▶ [What you should do]: Scan the records for the word "distant". Copy each line that includes it.

Photo-based referring expression data:

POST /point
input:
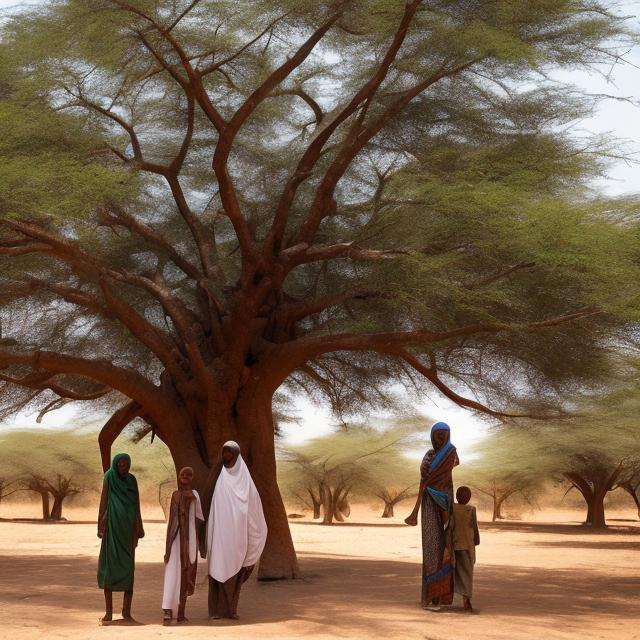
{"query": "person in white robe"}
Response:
(236, 533)
(181, 552)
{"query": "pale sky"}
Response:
(617, 118)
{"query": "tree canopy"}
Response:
(209, 200)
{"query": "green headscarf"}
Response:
(116, 562)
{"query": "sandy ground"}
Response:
(551, 580)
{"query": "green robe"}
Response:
(120, 526)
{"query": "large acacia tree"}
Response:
(206, 200)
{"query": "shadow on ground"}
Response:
(333, 595)
(577, 529)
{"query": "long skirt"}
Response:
(437, 567)
(463, 582)
(173, 578)
(224, 596)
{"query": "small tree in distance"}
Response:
(362, 463)
(233, 197)
(504, 467)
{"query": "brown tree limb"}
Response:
(329, 126)
(113, 428)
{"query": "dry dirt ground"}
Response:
(547, 579)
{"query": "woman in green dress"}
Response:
(119, 527)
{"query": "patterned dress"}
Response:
(438, 557)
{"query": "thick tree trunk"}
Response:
(596, 510)
(255, 430)
(594, 493)
(247, 419)
(633, 492)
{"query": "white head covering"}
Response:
(236, 530)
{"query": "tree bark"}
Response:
(46, 510)
(498, 501)
(633, 492)
(316, 503)
(327, 505)
(56, 509)
(255, 429)
(593, 493)
(596, 510)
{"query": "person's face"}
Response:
(123, 466)
(229, 457)
(439, 438)
(185, 478)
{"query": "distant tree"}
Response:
(327, 471)
(57, 465)
(8, 486)
(204, 201)
(39, 485)
(504, 467)
(630, 482)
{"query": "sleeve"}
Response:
(476, 532)
(209, 486)
(199, 514)
(172, 524)
(102, 510)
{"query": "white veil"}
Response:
(236, 529)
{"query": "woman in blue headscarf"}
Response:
(119, 527)
(436, 498)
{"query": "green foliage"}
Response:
(75, 454)
(474, 194)
(366, 461)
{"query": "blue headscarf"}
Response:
(446, 448)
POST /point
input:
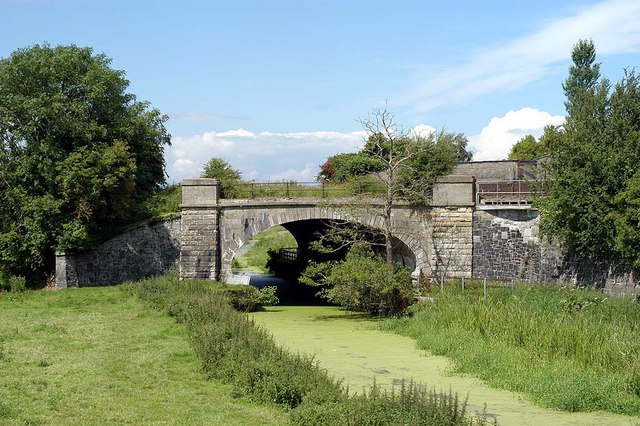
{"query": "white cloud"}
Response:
(307, 174)
(261, 156)
(614, 26)
(422, 130)
(203, 117)
(281, 156)
(496, 139)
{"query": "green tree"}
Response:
(593, 160)
(527, 148)
(78, 153)
(229, 178)
(362, 282)
(405, 166)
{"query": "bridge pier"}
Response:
(199, 247)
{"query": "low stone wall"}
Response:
(452, 241)
(507, 244)
(147, 250)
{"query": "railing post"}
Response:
(484, 288)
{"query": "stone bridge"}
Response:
(434, 239)
(483, 229)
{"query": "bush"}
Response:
(246, 298)
(12, 283)
(363, 283)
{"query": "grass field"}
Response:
(570, 349)
(96, 356)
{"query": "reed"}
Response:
(571, 349)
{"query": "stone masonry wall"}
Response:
(148, 250)
(452, 241)
(199, 250)
(507, 244)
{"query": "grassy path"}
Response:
(96, 356)
(353, 348)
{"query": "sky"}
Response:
(276, 87)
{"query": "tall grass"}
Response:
(576, 350)
(233, 349)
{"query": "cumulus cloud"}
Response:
(263, 156)
(203, 117)
(614, 26)
(282, 156)
(422, 130)
(496, 139)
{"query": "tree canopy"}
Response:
(78, 153)
(591, 178)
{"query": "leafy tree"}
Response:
(627, 221)
(526, 148)
(229, 178)
(405, 167)
(77, 153)
(341, 167)
(593, 161)
(362, 282)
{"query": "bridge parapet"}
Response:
(199, 247)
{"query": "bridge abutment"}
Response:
(199, 247)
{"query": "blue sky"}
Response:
(274, 87)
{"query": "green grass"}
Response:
(574, 350)
(256, 258)
(98, 356)
(233, 349)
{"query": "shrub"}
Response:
(246, 298)
(12, 283)
(363, 283)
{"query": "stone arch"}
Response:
(238, 223)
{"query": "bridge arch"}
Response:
(239, 223)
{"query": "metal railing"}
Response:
(504, 192)
(471, 285)
(304, 189)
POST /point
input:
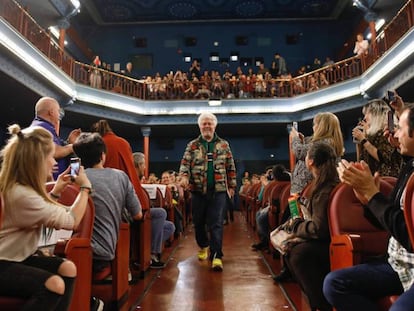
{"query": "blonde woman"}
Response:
(46, 283)
(326, 128)
(373, 147)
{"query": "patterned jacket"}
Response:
(194, 166)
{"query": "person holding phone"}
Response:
(373, 146)
(45, 282)
(48, 115)
(327, 129)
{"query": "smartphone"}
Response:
(74, 166)
(391, 126)
(391, 96)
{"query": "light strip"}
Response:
(299, 103)
(36, 65)
(386, 67)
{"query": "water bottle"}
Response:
(294, 205)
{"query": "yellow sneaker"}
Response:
(217, 264)
(203, 253)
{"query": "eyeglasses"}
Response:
(61, 113)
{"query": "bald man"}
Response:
(47, 115)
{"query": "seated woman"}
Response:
(46, 283)
(279, 173)
(308, 261)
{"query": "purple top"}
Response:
(63, 163)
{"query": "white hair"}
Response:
(207, 115)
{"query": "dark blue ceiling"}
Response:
(136, 11)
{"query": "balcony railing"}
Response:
(168, 88)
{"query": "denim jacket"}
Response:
(194, 166)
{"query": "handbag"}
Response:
(283, 240)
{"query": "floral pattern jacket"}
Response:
(194, 166)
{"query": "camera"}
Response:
(391, 121)
(391, 96)
(354, 139)
(74, 166)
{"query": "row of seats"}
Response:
(354, 239)
(111, 285)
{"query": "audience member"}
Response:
(95, 74)
(48, 115)
(119, 156)
(46, 282)
(328, 61)
(373, 147)
(113, 192)
(308, 261)
(326, 128)
(359, 287)
(195, 69)
(161, 228)
(281, 67)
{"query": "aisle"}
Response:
(188, 284)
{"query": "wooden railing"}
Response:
(346, 69)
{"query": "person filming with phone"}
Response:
(372, 146)
(48, 115)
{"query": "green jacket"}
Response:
(194, 165)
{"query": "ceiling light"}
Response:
(214, 102)
(379, 23)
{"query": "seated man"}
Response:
(358, 287)
(112, 193)
(161, 228)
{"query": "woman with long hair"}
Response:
(308, 261)
(45, 282)
(373, 147)
(326, 128)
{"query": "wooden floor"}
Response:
(188, 284)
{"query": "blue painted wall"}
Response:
(166, 43)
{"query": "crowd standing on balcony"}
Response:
(245, 82)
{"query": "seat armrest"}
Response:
(345, 250)
(64, 247)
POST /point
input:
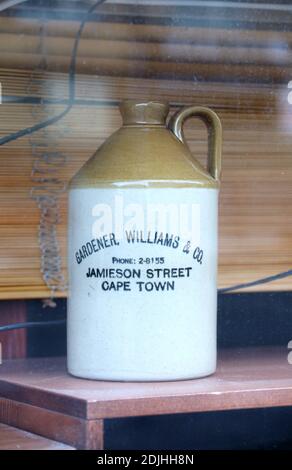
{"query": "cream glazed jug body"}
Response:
(142, 251)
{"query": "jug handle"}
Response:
(213, 124)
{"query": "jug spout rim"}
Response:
(137, 112)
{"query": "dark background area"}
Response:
(248, 319)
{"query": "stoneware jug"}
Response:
(142, 251)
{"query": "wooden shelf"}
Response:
(15, 439)
(38, 395)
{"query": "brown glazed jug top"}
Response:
(146, 152)
(148, 112)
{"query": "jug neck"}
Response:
(144, 113)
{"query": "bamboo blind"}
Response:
(240, 73)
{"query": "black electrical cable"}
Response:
(263, 280)
(72, 71)
(18, 326)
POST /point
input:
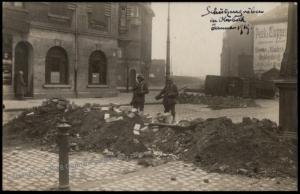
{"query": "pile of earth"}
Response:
(252, 147)
(89, 130)
(216, 102)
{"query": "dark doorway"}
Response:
(98, 68)
(132, 77)
(23, 62)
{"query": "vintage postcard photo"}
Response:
(149, 96)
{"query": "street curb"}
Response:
(24, 109)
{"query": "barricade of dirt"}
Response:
(252, 147)
(216, 102)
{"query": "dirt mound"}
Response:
(252, 147)
(89, 131)
(216, 102)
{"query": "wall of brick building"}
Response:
(45, 33)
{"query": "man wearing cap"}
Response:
(139, 91)
(169, 95)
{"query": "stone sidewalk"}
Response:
(32, 169)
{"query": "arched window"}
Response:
(97, 68)
(56, 66)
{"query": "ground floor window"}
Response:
(97, 68)
(56, 66)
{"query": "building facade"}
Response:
(74, 49)
(261, 51)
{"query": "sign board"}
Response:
(269, 46)
(55, 77)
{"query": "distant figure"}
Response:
(20, 86)
(139, 91)
(169, 95)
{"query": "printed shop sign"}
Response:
(269, 46)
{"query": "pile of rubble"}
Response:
(215, 102)
(252, 147)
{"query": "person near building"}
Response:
(20, 86)
(169, 94)
(139, 91)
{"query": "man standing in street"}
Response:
(169, 95)
(139, 91)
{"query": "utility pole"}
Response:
(76, 51)
(168, 45)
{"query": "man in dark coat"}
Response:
(20, 86)
(169, 95)
(139, 91)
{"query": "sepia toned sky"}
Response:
(195, 49)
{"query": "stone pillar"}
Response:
(287, 83)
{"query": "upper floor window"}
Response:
(99, 16)
(134, 12)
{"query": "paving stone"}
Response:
(110, 175)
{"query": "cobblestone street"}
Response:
(32, 169)
(268, 109)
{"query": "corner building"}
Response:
(73, 49)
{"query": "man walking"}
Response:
(169, 95)
(139, 91)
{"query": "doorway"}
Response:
(132, 77)
(23, 62)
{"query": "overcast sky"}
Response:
(195, 49)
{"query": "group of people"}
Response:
(169, 95)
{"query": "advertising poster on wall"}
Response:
(269, 46)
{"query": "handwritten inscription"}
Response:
(231, 18)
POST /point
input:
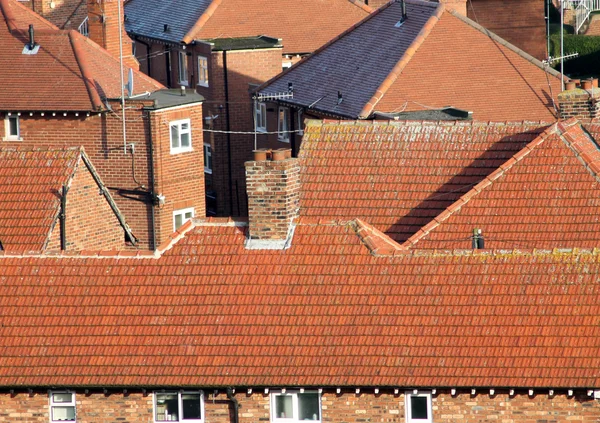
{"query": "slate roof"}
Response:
(189, 20)
(323, 313)
(436, 58)
(69, 73)
(31, 182)
(545, 196)
(398, 176)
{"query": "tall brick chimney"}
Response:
(103, 24)
(580, 101)
(458, 5)
(273, 187)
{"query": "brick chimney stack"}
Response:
(459, 6)
(103, 24)
(273, 186)
(580, 100)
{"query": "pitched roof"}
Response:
(323, 313)
(436, 58)
(544, 196)
(188, 20)
(398, 176)
(69, 72)
(30, 182)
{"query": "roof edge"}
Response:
(85, 73)
(210, 10)
(402, 63)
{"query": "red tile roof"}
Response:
(69, 72)
(545, 196)
(398, 176)
(323, 313)
(378, 66)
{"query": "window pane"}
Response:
(62, 397)
(174, 136)
(63, 414)
(167, 407)
(418, 407)
(283, 407)
(191, 406)
(308, 407)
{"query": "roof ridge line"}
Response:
(206, 15)
(506, 44)
(479, 187)
(85, 73)
(323, 47)
(401, 64)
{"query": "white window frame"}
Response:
(8, 136)
(408, 409)
(260, 116)
(207, 154)
(283, 125)
(182, 212)
(62, 404)
(294, 395)
(182, 64)
(179, 149)
(202, 71)
(179, 406)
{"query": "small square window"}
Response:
(62, 406)
(207, 158)
(181, 136)
(187, 407)
(418, 407)
(182, 59)
(12, 128)
(283, 125)
(260, 116)
(295, 406)
(202, 71)
(181, 216)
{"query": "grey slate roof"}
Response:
(148, 17)
(318, 79)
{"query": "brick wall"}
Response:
(91, 222)
(520, 22)
(347, 407)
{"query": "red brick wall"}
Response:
(520, 22)
(91, 222)
(179, 177)
(136, 407)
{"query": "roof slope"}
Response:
(545, 196)
(69, 72)
(398, 176)
(320, 20)
(323, 313)
(436, 58)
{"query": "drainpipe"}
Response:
(228, 132)
(236, 405)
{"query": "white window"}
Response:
(295, 406)
(283, 124)
(207, 158)
(181, 136)
(260, 115)
(183, 68)
(179, 406)
(12, 128)
(418, 407)
(181, 216)
(62, 406)
(202, 71)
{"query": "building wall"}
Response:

▶ [Reply]:
{"query": "distant tree"}
{"query": "distant figure"}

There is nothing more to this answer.